## What you are asked to do
The entries must be restated exactly as written.

## Provided data
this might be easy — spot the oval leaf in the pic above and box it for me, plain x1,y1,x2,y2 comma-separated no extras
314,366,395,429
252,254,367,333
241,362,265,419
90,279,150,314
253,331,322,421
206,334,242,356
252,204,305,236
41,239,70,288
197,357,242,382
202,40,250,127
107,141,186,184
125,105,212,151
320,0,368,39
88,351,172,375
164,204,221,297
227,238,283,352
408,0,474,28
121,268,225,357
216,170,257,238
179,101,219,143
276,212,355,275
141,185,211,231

## Result for this exercise
this might be easy — spot the oval leaf in the pic above and box it for me, plain x1,y1,x2,y2 comma-separated no extras
314,366,395,429
252,254,367,333
241,362,265,419
90,279,150,314
253,331,322,421
206,334,242,356
252,204,305,236
41,239,70,288
197,357,242,382
202,40,250,127
107,141,186,184
125,105,212,151
320,0,368,39
88,351,172,375
164,204,221,297
227,238,283,352
408,0,474,28
121,268,225,357
216,170,257,238
179,101,219,143
276,212,355,275
141,185,211,231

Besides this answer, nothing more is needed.